[RECORDS PROVIDED]

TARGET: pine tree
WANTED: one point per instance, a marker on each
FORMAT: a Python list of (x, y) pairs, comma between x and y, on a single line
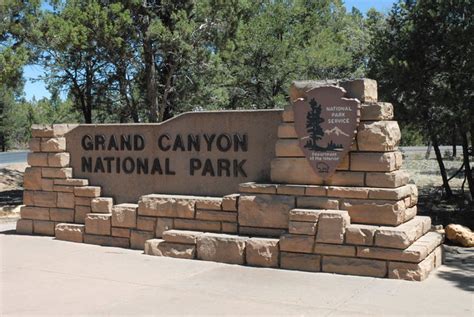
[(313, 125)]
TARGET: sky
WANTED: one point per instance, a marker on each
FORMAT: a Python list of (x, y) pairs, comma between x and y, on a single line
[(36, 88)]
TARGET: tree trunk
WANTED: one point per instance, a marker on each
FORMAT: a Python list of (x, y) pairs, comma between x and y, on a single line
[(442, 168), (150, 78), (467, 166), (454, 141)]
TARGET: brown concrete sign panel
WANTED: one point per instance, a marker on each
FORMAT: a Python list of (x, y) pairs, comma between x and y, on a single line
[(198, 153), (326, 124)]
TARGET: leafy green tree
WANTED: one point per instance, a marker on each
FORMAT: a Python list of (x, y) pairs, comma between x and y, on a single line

==

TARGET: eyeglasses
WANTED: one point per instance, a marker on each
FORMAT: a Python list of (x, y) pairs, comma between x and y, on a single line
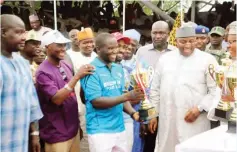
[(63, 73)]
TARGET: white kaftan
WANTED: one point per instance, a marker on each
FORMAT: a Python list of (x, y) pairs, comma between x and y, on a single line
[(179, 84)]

[YOUR GOAL]
If a line in the material contains the word "tree", copy that line.

[EXERCISE ANSWER]
TARGET: pine tree
TARGET: tree trunk
TARGET: leafy green tree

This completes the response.